# Heater vs No Heater



## simplykayla76 (Mar 10, 2012)

I have a aquarium with 2 Platy. The temp. w/o a heater is 74 F. Should I get a heater? It would only be raising the temp. 2 degrees...


----------



## BBradbury (Apr 22, 2011)

simplykayla76 said:


> I have a aquarium with 2 Platy. The temp. w/o a heater is 74 F. Should I get a heater? It would only be raising the temp. 2 degrees...


Hello s...

I'd recommend a heater. Most aquarium fish are tropical and do best in water between 76 and 82 degrees. Two degrees is really quite a difference and good aquarium heaters are generally inexpensive. A heater will keep the water temp stable year round for the fish and plants.

Choosing a heater is pretty simple. For tanks up to 30 gallons, you need 5 watts per gallon. For larger tanks, then 3 watts per gallon of tank volume is recommended.

B


----------



## jrman83 (Jul 9, 2010)

That temp is fine for Platies. I keep mine at 75F, as with all of my livebearers. Some say as long as you keep your house comfortable your water will be fine, but that is incredibly wrong and different for every person. For example, in the Winter I keep my house at 64-65...that is WAY too cold for Angels and frankly every fish I keep. Others may like their house warmer.

Nice to have a heater. I tend to unplug mine in the Summer time.


----------



## majerah1 (Oct 29, 2010)

I third a heater.If your house does drop below a certain temp then it will keep the water a constant warm temp for the fish.


----------



## simplykayla76 (Mar 10, 2012)

Will be getting a heater.


----------

Written task A: Extract every line of the records that contains the word "window".
The aquarium heater thread and the records are unrelated material.

Information provided:
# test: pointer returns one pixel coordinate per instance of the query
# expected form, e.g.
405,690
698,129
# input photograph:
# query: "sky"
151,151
* * *
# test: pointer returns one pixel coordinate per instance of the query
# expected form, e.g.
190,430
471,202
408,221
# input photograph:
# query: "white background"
--
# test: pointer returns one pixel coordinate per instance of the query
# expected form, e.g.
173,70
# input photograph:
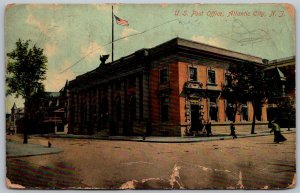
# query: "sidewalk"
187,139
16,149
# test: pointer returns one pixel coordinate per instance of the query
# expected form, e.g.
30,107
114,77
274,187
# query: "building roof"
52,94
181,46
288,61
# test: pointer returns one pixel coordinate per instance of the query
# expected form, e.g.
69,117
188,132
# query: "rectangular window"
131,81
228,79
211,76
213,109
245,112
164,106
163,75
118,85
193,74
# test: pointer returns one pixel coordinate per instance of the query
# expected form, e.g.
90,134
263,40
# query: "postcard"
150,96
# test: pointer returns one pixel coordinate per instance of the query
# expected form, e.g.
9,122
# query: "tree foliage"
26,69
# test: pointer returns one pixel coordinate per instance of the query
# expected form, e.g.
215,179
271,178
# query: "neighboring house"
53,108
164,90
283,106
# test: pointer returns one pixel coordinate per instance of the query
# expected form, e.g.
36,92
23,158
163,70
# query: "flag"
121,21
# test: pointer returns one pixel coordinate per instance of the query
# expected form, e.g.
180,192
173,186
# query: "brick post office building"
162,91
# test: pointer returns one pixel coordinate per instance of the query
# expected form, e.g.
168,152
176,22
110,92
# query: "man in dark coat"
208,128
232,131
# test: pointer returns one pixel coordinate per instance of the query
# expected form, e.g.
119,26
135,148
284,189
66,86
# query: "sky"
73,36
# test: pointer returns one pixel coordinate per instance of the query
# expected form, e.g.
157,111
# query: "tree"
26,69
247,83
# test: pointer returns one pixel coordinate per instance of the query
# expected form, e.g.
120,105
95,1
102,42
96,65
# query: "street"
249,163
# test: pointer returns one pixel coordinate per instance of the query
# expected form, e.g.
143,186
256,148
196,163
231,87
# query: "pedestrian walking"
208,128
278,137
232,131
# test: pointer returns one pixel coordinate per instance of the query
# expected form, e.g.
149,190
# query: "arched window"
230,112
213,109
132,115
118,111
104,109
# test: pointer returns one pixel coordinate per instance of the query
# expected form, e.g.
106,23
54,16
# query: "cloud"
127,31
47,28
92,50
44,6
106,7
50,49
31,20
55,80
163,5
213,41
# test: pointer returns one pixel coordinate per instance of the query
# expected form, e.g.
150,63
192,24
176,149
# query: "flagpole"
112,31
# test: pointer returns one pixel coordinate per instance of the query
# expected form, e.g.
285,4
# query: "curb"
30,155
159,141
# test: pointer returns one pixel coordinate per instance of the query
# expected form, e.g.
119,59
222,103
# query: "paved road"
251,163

Written task B: List the usernames of everyone who posted in the aquarium heater thread, giving each username once.

Worked solution A:
# query: "rectangular window"
# query: "arched window"

Worked solution B:
simplykayla76
BBradbury
jrman83
majerah1